Aim of the exercise: List the four methods that the text below on gradient descent and Newton's methods says every concrete oracle must implement, along with what each one calculates.

Text block:
_ _ _ _

In this task you are suggested to implement gradient descent and Newton’s optimization methods, and investigate their performance for three types of functions:

  • quadratic function

  • loss function of linear regression

  • loss function of logistic regression

BaseSmoothOracle is an abstract class for objective function \(f\) (oracle). Each concrete oracle must inherit this class, implementing four methods:

  • func(x) calculates \(f(\boldsymbol x)\)

  • grad(x) calculates \(\nabla f(\boldsymbol x)\)

  • hess(x) calculates \(\nabla^2 f(\boldsymbol x)\)

  • get_opt(x) calculates point of minimum by direct formula (works only for quadratic and linear regression oracles)

class BaseSmoothOracle(object):
    """
    Base class for implementation of oracles.
    """
    def func(self, x):
        """

_ _ _ _

Provided data:
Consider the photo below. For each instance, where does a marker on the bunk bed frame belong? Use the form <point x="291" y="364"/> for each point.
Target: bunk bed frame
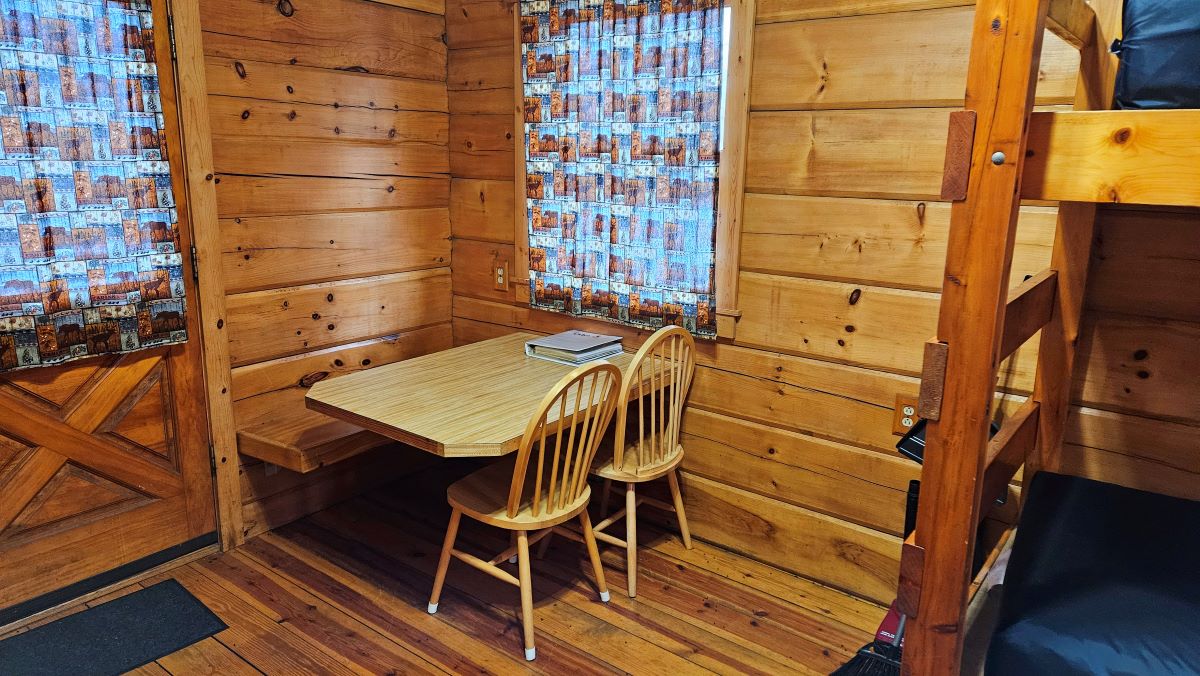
<point x="1001" y="151"/>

_ _ _ _

Expected answer:
- func(x): calculates \(f(\boldsymbol x)\)
- grad(x): calculates \(\nabla f(\boldsymbol x)\)
- hess(x): calculates \(\nabla^2 f(\boldsymbol x)\)
- get_opt(x): calculates the point of minimum by direct formula (works only for quadratic and linear regression oracles)